MATERIAL FOR THIS EXERCISE:
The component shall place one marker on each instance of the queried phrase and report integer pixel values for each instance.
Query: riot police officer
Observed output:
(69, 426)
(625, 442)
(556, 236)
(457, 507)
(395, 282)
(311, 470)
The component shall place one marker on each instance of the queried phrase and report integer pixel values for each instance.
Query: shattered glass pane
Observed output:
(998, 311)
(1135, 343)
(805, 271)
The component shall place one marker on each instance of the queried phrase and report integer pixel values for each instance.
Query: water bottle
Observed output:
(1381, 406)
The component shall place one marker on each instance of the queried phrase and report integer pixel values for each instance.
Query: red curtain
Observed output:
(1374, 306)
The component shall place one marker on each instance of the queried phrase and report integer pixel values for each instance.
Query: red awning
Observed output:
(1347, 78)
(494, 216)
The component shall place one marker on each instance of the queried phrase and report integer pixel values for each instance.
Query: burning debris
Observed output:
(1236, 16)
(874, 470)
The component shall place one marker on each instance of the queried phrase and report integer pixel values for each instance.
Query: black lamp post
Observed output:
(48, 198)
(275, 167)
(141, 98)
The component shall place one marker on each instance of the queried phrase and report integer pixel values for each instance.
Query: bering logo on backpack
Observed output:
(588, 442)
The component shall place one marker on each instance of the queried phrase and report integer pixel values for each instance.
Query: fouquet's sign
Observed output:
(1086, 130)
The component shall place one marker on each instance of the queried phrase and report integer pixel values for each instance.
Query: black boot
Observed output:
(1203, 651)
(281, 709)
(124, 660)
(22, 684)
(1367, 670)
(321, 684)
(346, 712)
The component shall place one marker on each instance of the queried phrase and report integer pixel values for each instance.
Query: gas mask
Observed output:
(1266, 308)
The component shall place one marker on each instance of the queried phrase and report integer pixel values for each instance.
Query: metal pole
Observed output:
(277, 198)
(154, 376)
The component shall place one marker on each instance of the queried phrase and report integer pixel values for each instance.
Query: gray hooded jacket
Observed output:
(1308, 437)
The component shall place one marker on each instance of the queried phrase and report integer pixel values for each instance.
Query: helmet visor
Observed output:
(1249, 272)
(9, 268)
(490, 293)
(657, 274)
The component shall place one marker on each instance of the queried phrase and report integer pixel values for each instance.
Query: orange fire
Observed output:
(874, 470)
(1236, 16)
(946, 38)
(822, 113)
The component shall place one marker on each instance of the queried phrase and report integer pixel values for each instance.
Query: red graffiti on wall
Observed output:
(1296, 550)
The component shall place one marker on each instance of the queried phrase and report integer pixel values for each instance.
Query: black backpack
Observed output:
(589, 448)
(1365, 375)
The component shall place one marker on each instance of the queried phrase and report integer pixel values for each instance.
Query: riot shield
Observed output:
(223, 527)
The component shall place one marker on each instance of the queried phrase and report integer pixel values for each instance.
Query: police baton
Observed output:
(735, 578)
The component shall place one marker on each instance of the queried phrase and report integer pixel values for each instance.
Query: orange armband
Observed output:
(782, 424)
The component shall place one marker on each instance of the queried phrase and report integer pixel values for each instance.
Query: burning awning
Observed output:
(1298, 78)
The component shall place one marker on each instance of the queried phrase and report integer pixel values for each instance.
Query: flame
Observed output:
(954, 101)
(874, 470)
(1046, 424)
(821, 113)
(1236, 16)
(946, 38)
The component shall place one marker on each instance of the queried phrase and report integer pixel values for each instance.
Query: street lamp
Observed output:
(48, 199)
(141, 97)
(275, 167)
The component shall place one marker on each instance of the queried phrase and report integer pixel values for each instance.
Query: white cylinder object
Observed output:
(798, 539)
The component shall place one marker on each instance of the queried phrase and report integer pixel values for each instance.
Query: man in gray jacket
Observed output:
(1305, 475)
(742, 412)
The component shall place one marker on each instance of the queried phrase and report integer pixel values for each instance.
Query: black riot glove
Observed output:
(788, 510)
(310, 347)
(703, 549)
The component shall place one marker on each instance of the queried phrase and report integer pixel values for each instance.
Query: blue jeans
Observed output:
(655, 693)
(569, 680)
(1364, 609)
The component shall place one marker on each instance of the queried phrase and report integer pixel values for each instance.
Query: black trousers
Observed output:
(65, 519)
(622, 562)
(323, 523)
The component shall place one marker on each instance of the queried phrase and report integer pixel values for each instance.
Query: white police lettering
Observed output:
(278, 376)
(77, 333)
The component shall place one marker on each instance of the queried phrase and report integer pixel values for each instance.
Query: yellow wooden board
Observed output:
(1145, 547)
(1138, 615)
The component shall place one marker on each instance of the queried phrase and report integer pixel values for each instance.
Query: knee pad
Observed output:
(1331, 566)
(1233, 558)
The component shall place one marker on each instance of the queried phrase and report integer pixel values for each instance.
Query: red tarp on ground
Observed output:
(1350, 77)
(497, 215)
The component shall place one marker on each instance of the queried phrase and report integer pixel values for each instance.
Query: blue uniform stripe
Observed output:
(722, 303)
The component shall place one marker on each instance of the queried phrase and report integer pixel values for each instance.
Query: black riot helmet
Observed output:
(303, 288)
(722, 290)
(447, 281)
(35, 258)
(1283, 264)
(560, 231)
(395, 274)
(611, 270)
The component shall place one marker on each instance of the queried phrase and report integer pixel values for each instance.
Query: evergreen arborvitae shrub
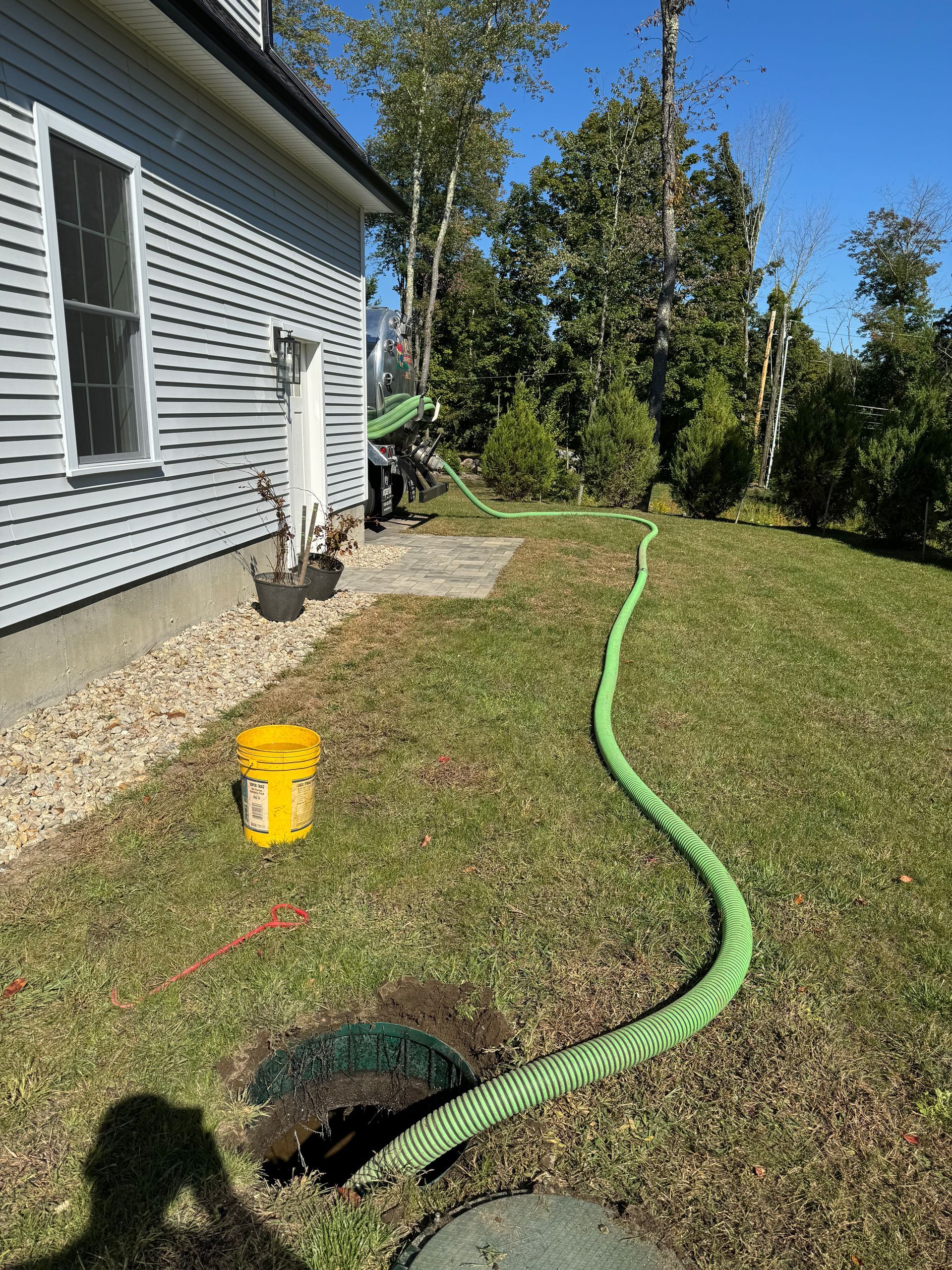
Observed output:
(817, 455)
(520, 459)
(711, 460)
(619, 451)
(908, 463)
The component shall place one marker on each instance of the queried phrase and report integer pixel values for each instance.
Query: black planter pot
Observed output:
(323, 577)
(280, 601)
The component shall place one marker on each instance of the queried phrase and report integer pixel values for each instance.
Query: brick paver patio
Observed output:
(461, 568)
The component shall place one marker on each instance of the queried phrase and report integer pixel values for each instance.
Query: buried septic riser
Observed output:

WHAT YOU NEED TO DO: Only lines that hold the string "awning" belong in the answer, so copy every one of them from the records.

RESPONSE TO THIS EXERCISE:
Query: red awning
Query: burning awning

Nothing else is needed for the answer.